++++ PAGE
Reproducible experiments documentation

This repository aims to provide all the needed informations to reproduce the experiments presented on the Vincent KHERBACHE's thesis entitled "Scheduling live-migrations of virtual machines".

Before fully integrating our contributions (network model, heuristic, energy objective, etc.) the experimental version of BtrPlace was called mVM. Therefore, in this documentation, the term mVM refers to the new version of BtrPlace as described in the thesis and the terms NoShare and BtrPlace refer to the orginal one.

Scheduling decisions experiments are available in the src/.../scheduling/ directory.
Energy experiment is available in the src/.../energy/ directory.
Power capping experiment is available in the src/.../capping/ directory.
Accuracy experiments are available in the accuracy/ directory.
Scalability experiments are available in the src/.../scale/ directory.
++++++++
## TASKS TO CARRY OUT
[1] Update the reproducibility page from the words "This repository aims" through "the src/.../capping/ directory.", replacing "mVM" with "mBtrPlace".
[2] According to the reproducibility page, what was the experimental version of BtrPlace called before the contributions were fully integrated?
The listing that follows has nothing to do with the reproducibility page.
++++ ITEMS
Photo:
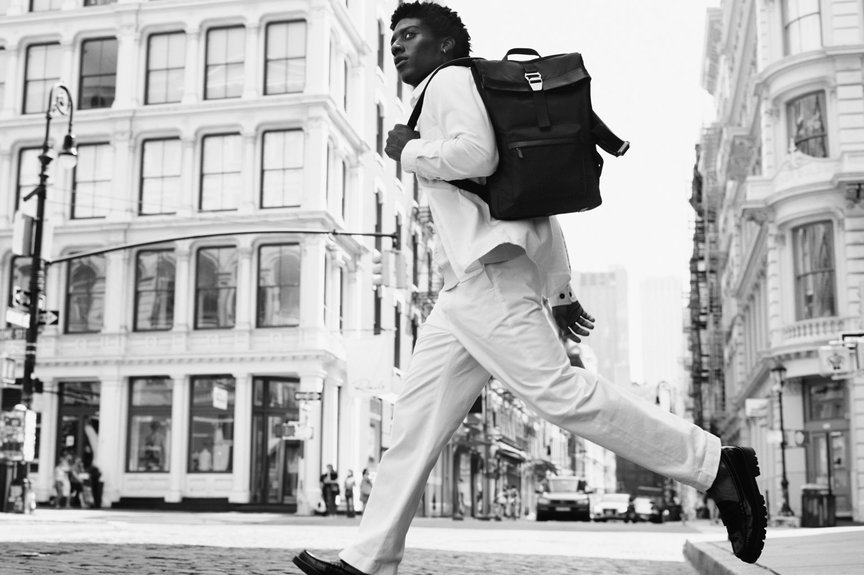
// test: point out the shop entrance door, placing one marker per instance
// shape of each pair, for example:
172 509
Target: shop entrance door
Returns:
78 425
828 462
275 461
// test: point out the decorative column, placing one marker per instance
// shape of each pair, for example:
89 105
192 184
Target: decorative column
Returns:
110 455
8 107
124 202
248 198
187 203
179 434
245 309
251 76
126 94
7 204
183 290
309 489
315 172
193 77
312 283
242 439
118 283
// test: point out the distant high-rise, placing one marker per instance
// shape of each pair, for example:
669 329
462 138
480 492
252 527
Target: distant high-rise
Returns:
604 295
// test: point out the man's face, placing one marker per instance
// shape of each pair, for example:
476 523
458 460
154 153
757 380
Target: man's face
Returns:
416 51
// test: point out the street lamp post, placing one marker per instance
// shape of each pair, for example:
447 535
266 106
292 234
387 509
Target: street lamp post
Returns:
778 372
59 102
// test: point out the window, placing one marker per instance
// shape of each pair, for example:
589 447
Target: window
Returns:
285 68
379 129
150 424
154 290
215 288
279 286
85 295
221 160
160 176
226 56
807 125
211 436
814 271
282 169
397 336
802 25
166 63
98 73
91 184
42 72
45 5
28 173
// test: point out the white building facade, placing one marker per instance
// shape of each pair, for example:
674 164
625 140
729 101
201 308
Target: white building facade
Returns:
782 173
224 136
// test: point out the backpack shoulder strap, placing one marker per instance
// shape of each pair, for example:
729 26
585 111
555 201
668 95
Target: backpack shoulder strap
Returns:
418 107
467 185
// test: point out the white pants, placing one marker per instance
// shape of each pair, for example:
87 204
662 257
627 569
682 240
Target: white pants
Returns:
493 323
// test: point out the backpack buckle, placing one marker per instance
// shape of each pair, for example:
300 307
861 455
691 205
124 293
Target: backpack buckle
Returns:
535 80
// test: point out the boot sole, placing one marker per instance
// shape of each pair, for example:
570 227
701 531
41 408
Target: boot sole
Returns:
745 457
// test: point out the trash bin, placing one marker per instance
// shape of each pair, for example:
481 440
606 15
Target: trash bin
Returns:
817 506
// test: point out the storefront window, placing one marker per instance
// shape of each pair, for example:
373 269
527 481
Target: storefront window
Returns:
211 440
150 424
827 400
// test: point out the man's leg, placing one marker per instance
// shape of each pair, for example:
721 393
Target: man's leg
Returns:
442 383
511 336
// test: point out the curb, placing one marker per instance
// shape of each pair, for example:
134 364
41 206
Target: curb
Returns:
709 558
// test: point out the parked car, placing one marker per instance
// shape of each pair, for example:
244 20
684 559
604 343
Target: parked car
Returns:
565 497
611 506
643 508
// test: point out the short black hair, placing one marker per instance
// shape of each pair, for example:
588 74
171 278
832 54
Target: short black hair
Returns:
441 20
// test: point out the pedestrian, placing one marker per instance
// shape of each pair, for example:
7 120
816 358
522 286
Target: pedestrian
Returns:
329 489
491 320
365 488
62 484
349 494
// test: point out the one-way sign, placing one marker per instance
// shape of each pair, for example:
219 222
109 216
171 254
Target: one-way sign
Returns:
49 317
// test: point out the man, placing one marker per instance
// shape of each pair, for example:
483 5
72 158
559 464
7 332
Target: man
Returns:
329 489
491 320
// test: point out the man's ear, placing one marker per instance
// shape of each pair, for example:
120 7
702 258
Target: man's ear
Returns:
447 45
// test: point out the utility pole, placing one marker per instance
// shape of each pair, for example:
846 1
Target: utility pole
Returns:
59 102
++++++++
## ANSWERS TO EACH TASK
[1]
This repository aims to provide all the needed informations to reproduce the experiments presented on the Vincent KHERBACHE's thesis entitled "Scheduling live-migrations of virtual machines".

Before fully integrating our contributions (network model, heuristic, energy objective, etc.) the experimental version of BtrPlace was called mBtrPlace. Therefore, in this documentation, the term mBtrPlace refers to the new version of BtrPlace as described in the thesis and the terms NoShare and BtrPlace refer to the orginal one.

Scheduling decisions experiments are available in the src/.../scheduling/ directory.
Energy experiment is available in the src/.../energy/ directory.
Power capping experiment is available in the src/.../capping/ directory.

[2] mVM